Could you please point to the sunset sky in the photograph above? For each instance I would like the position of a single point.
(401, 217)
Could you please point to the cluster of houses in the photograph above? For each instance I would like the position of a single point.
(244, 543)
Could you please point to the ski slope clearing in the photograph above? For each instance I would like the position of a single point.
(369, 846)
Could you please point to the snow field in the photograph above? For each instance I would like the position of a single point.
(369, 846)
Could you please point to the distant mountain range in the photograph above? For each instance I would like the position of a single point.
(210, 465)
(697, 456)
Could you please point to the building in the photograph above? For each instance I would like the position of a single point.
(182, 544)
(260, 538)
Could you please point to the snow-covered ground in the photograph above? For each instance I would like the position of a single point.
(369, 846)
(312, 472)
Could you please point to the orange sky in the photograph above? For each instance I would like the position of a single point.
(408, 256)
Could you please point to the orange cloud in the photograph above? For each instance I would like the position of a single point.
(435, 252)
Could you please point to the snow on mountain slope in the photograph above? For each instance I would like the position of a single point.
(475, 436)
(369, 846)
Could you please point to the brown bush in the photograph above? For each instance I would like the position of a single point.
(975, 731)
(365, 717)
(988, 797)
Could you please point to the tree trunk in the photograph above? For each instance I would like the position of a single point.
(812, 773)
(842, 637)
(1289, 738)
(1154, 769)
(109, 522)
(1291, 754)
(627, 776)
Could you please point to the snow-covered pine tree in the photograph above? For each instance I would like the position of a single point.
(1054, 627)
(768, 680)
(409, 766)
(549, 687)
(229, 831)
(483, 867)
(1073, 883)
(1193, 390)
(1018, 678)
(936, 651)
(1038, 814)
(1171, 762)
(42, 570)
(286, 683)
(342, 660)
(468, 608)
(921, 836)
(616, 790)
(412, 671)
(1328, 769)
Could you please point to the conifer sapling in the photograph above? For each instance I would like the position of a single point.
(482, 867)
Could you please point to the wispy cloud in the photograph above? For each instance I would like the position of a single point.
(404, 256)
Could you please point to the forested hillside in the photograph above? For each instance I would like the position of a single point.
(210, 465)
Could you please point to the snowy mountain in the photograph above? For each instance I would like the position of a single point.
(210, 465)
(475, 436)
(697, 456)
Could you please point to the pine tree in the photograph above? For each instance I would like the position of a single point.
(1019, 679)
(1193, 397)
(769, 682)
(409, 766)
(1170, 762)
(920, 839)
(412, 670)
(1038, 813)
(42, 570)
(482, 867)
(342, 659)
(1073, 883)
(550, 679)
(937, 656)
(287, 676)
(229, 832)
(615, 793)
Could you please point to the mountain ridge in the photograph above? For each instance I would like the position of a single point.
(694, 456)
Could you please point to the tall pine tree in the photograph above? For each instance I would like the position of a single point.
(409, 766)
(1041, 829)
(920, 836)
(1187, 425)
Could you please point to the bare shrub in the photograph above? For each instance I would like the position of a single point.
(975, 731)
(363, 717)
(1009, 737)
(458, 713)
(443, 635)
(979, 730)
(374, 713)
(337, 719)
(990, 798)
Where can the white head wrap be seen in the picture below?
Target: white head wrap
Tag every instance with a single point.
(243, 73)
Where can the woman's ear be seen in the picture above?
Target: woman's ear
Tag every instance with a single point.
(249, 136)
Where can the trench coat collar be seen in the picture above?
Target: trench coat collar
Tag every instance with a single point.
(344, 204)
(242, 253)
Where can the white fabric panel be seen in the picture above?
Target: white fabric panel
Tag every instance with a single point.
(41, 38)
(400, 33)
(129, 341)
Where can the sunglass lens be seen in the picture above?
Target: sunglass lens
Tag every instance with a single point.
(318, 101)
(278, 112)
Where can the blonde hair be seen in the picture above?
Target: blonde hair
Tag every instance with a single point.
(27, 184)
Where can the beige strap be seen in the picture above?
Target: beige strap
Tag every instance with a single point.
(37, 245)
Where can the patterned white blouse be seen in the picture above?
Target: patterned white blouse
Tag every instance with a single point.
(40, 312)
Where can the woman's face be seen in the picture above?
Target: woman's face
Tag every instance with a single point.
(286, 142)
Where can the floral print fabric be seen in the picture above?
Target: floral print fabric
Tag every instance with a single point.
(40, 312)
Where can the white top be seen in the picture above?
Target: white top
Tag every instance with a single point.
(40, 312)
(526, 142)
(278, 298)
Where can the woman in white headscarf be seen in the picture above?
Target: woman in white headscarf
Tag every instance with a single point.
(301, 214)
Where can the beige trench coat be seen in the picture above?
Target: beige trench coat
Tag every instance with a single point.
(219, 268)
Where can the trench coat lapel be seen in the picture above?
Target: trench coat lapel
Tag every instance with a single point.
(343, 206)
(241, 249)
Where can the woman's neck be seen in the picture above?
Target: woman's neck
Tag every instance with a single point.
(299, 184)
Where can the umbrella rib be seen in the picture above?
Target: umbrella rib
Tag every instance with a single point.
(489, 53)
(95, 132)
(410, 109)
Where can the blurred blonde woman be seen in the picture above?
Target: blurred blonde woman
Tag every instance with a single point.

_ _ _

» **Problem to solve**:
Produce an exact transcription of the lines from the one containing "Target: blurred blonde woman" through the end of the records, both included, and no other lines.

» **Answer to this task**:
Target: blurred blonde woman
Tag every instance with a single point.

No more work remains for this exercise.